● **What the task asks**:
Rewrite every entry below, swapping "bounding box" for "enclosing rectangle" each time it appears and keeping all other text the same.

● **Listing**:
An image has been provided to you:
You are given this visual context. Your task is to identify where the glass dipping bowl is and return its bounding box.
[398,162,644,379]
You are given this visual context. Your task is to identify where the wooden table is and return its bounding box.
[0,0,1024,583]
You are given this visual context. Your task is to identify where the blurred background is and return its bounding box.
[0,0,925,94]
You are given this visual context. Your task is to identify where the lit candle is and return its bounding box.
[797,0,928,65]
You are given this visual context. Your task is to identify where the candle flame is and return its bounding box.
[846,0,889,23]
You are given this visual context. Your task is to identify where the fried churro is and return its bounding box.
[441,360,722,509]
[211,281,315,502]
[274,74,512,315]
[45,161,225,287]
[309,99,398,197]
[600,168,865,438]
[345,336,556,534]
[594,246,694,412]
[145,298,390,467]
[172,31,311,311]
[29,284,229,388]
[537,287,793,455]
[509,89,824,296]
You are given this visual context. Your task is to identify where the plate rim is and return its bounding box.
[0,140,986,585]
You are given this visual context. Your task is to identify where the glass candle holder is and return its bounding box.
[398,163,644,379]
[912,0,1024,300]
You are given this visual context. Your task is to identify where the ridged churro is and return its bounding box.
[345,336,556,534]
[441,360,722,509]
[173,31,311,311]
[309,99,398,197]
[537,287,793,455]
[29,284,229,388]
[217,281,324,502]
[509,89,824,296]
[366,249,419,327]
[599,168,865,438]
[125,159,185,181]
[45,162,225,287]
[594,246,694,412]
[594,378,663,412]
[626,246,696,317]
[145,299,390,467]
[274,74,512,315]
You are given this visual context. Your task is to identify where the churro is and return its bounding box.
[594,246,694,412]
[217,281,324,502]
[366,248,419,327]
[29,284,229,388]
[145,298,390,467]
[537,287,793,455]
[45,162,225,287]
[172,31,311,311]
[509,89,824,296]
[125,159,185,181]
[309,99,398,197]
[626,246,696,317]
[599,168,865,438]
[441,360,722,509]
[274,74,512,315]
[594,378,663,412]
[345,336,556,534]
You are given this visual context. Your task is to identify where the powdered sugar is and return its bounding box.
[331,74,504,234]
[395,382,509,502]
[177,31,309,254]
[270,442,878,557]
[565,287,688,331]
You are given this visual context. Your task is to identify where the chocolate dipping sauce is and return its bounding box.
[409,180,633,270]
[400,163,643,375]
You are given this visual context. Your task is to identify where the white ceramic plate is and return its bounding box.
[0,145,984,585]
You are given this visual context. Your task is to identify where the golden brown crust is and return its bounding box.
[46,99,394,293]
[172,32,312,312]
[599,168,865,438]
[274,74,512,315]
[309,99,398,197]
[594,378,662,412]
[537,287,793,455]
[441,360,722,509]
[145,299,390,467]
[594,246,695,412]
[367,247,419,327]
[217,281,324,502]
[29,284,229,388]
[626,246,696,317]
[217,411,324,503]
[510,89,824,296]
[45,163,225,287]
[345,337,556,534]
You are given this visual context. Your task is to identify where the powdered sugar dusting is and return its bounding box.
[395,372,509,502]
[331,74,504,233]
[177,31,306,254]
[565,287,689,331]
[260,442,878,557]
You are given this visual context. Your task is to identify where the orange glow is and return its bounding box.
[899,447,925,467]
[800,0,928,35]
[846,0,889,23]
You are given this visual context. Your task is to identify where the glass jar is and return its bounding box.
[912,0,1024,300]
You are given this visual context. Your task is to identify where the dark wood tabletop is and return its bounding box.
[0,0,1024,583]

● **The reply**:
An image has been provided to you:
You are given this visual context. Your task is to identify where the glass dipping bowl is and return its enclosing rectangle.
[398,162,644,379]
You are given this visual context. Your task is to identify where the wooden table is and return its enclosing rectangle.
[0,0,1024,583]
You are given this visual context. Your task is to identify where the blurred background is and return its enclosing rectangle.
[0,0,925,94]
You are given this visual context. Your task is to identify where the lit candle is and return its enclosing rectangle.
[797,0,928,65]
You are given this visual context. Your task is to identify where the candle flame is and return its enclosing rectangle.
[846,0,889,23]
You are given this visual context. Your task is to identify where the fried churro is and return its enclosing rectangle.
[441,360,722,509]
[211,281,315,502]
[274,74,512,315]
[45,161,225,287]
[309,99,398,197]
[600,168,865,438]
[345,336,556,534]
[594,246,694,412]
[145,298,390,467]
[172,31,311,311]
[29,284,229,388]
[537,287,793,455]
[509,89,824,296]
You are given this visual context. Your task is to identify where the plate rim is and return its enclosing rectangle.
[0,140,986,585]
You are given this visual context. Your task is to identify where the glass candle holder is and return its enclosing rectangle.
[398,163,644,379]
[912,0,1024,300]
You are given this visual context. Your task is to identify where the ridged churro is and return its enclosing rectangle.
[345,336,556,534]
[441,360,722,509]
[173,31,311,311]
[309,99,398,197]
[537,287,793,455]
[29,284,229,388]
[217,281,324,502]
[509,89,824,296]
[366,249,419,327]
[599,168,865,438]
[125,159,185,181]
[45,162,225,287]
[594,246,694,412]
[594,378,663,412]
[626,246,696,317]
[145,299,390,467]
[274,74,512,315]
You are given this visual context. Your task is to identify where the churro is and return its enclosing rectangle.
[594,246,694,412]
[217,281,324,502]
[366,248,419,327]
[29,284,229,388]
[145,298,390,467]
[537,287,793,455]
[45,162,225,287]
[172,31,311,311]
[509,89,824,296]
[125,159,185,181]
[309,99,398,197]
[626,246,696,317]
[599,168,865,438]
[441,360,722,509]
[274,74,512,315]
[594,378,663,412]
[345,336,556,534]
You are given this visual context. Your task is to identify where the powdered sugar is and return its enclosing rectangle.
[331,74,504,234]
[395,382,509,502]
[177,31,309,254]
[270,442,878,557]
[565,287,688,331]
You are given this visual context. Your task is to identify where the chocolate dipping sauce is and return its enclosing rectangle.
[409,180,633,270]
[400,163,643,375]
You are given this visual context. Your task is to identify where the white ceramic plate is and return its enclosing rectangle.
[0,145,984,585]
You are given this visual context. Your task is to identify where the golden brown crust is and return its enclosing rectangle.
[46,99,394,293]
[172,32,312,312]
[599,168,865,438]
[274,74,512,315]
[309,99,398,197]
[594,378,662,412]
[537,287,793,455]
[441,360,722,509]
[145,299,390,467]
[594,246,695,412]
[367,247,419,327]
[217,281,324,502]
[29,284,229,388]
[626,246,696,317]
[217,411,324,503]
[510,89,824,296]
[45,163,225,287]
[345,337,556,534]
You are given this visual context. Your task is to identify where the powdered sugar dusting is and return its enclosing rectangle.
[395,372,509,502]
[331,74,504,233]
[177,31,306,254]
[565,287,689,331]
[260,442,878,557]
You are given this visual context. Your task is to identify where the orange glow is and return its enclosing rectangle.
[899,447,925,467]
[800,0,928,35]
[846,0,889,23]
You are given this visual context. Your task is to identify where the glass jar is and return its enclosing rectangle.
[912,0,1024,300]
You are given this visual context. Your task is to identify where the dark wood tabletop is and return its enclosing rectangle.
[0,0,1024,583]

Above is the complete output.